Stated problem: Reproduce the following lines word for word, keeping every character and number unchanged.

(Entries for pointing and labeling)
▬▬▬▬▬▬▬▬▬▬
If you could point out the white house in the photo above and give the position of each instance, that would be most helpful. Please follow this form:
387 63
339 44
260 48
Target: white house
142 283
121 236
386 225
▬▬▬▬▬▬▬▬▬▬
Output below:
If you could point out the white house in the photo above and give the position of each instance, that would be most helpful. Please follow this form:
387 63
339 44
260 48
Target: white house
142 283
121 236
386 225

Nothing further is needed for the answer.